- Born: Hasan al-Salahayn Salih al-Sha'ari 1975 (age 50–51) Derna, Libya
- Occupation: Senior Islamic State leader

= Abu Habib al-Libi =

Libyan man

Hasan al-Salahayn Salih al-Sha'ari (حسن الصلاحين صالح الشعري, born 1975), known as Abu Habib al-Libi (أبو حبيب الليبي), is a Libyan man who has been a senior Islamic State leader in both Iraq and Libya.

==History==

He was born in Derna, Libya in 1975.

==Iraq==

After the 2003 invasion of Iraq, he traveled from Libya to Iraq via Syria to fight coalition forces. He was a member of Al-Qaeda in Iraq since at least 2004 and was an associate of Abu Umar al-Tunisi since then. According to a description given by the United States Department of the Treasury, he was personally trained by Abu Musab al-Zarqawi.

= PROBLEMS TO WORK ON =
1. Answer these questions using the Abu Habib al-Libi biography, one answer per line and marked the same way:
(a) In which city was he born?
(b) Which country did he pass through when traveling from Libya to Iraq?
(c) Since at least what year was he a member of Al-Qaeda in Iraq?
2. Carry on the Abu Habib al-Libi biography from its final sentence.
The material after this point has no connection to the text above.

Region descriptions in natural language
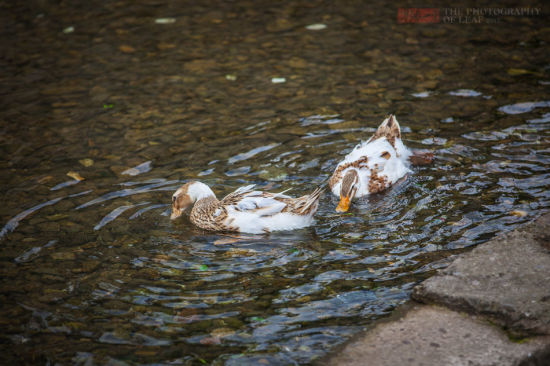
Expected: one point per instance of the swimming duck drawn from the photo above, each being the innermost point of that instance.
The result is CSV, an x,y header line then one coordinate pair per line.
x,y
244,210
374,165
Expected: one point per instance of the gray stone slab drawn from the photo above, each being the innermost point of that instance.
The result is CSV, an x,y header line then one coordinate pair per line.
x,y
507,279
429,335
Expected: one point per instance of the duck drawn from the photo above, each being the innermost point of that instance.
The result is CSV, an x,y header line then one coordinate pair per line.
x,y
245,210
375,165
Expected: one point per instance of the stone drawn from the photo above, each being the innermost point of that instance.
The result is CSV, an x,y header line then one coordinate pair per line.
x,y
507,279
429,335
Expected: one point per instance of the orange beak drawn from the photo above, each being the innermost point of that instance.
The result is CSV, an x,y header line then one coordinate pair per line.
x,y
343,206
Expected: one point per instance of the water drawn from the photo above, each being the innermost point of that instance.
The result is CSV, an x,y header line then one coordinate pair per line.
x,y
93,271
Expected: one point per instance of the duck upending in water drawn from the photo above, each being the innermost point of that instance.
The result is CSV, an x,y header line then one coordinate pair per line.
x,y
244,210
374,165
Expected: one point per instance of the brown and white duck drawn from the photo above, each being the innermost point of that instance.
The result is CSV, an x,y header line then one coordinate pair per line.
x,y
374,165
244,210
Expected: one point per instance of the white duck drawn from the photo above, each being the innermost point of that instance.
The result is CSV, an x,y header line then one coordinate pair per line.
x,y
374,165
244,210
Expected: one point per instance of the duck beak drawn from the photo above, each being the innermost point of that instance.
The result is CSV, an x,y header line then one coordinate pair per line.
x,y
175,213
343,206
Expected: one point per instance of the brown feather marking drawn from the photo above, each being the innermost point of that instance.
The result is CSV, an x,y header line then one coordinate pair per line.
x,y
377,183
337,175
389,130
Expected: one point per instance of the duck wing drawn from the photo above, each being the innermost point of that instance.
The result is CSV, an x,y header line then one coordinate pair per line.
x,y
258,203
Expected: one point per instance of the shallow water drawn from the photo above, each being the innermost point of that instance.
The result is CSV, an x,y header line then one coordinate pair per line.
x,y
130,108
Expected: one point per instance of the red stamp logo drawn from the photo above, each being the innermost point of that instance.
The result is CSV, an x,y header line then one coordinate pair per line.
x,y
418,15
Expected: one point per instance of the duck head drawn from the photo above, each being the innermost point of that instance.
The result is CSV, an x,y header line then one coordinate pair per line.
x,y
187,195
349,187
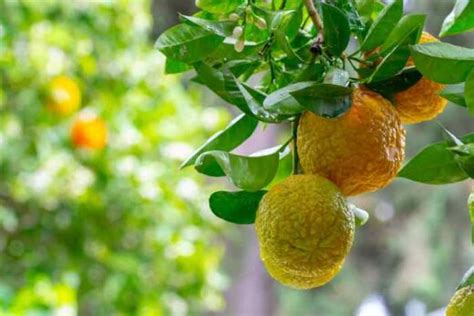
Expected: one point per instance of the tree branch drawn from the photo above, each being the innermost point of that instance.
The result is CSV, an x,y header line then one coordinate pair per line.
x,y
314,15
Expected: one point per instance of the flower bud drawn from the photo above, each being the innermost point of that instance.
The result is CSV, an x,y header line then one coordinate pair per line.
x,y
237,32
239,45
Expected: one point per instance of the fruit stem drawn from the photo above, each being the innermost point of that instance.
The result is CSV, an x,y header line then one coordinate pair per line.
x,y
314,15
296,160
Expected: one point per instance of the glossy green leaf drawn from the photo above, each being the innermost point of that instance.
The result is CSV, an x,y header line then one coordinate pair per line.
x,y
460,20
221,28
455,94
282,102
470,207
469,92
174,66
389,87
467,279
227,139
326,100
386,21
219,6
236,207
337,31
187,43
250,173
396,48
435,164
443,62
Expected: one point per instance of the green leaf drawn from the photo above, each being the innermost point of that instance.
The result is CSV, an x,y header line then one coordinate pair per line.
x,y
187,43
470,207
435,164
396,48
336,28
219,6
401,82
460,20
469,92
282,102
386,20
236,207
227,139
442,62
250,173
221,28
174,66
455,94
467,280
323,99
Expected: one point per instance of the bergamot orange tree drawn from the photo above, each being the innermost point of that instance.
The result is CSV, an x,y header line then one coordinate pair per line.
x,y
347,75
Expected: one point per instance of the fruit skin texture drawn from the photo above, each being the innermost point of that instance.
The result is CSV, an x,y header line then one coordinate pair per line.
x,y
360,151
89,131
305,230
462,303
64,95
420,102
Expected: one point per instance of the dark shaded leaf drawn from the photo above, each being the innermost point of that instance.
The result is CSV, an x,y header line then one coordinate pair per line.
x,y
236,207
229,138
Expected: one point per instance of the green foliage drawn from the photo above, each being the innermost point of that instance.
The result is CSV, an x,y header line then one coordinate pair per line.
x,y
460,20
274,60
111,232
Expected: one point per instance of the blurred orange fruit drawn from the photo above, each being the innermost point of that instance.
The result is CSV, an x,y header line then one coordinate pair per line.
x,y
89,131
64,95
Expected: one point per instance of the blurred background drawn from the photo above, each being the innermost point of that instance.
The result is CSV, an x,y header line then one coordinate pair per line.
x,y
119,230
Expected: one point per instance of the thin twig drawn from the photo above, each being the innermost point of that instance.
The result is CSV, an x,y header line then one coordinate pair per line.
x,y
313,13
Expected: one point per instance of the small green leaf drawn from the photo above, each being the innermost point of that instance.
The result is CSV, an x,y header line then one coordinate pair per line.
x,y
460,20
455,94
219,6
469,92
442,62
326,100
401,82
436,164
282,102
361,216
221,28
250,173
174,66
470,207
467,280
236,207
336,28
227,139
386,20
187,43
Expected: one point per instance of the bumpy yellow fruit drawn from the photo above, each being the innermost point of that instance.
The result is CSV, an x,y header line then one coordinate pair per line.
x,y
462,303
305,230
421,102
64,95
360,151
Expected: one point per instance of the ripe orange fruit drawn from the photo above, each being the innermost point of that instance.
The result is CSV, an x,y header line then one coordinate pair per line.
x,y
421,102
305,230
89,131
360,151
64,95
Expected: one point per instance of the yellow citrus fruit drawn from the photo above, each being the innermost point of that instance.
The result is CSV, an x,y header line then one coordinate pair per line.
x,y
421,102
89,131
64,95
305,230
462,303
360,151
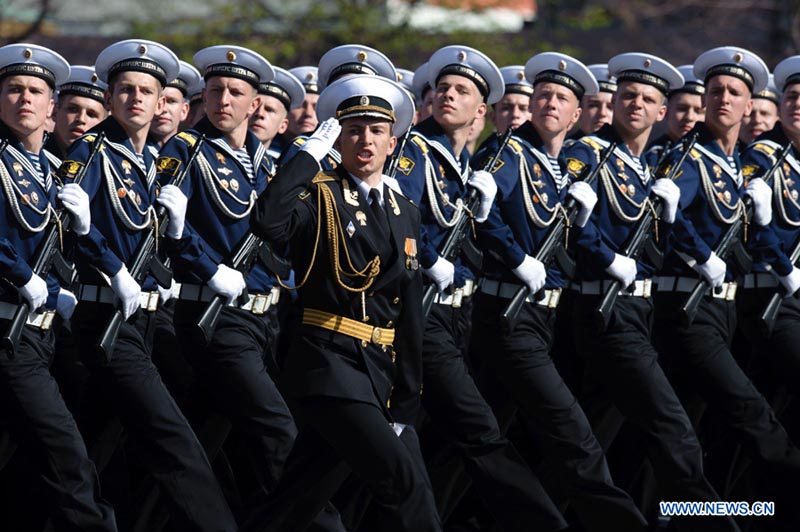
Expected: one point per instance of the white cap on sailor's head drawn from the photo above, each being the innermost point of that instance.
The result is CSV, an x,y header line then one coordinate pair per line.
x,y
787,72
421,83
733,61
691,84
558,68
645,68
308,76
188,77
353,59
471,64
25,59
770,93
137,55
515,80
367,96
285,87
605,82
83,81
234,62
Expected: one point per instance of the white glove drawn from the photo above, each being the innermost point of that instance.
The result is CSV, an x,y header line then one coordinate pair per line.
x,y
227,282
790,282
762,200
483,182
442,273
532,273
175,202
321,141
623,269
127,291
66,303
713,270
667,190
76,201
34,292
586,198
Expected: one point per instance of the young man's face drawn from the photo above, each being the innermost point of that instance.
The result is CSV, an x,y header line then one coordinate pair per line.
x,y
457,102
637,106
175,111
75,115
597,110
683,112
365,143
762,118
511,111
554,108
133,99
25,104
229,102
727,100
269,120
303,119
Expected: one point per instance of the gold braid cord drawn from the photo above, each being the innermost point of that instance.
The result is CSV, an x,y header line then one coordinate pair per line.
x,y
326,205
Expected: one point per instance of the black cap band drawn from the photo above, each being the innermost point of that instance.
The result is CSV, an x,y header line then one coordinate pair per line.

= RESPONSES FOR EACH TASK =
1.
(a) Derna, Libya
(b) Syria
(c) 2004

2.
He was captured by American forces in Al-Karābilah, Al Anbar Governorate on September 6, 2005. A press release at the time says he admitted to being the improvised explosive device emir of Karabilah, responsible for conducting numerous bombings against Coalition and Iraqi forces.

==Libya==

In mid-2012 he was freed from jail in Iraq and returned to Libya, where he continued to support IS, starting a branch of IS in Libya in late 2014. He provided Tunisian IS leader Abu Umar al-Tunisi hundreds of thousands of dollars and dispatched experienced, trusted personnel to aid him between late 2012 and early 2013.

By early 2014, he had given his oath of allegiance to IS leader Abu Bakr al-Baghdadi and in late 2014 he was leading IS military convoys in Derna, Libya.

===US and UN sanctions===
On 29 September 2015 he was made subject to sanctions by the United States Department of the Treasury. On 29 February 2016 he was sanctioned by the United Nations Security Council.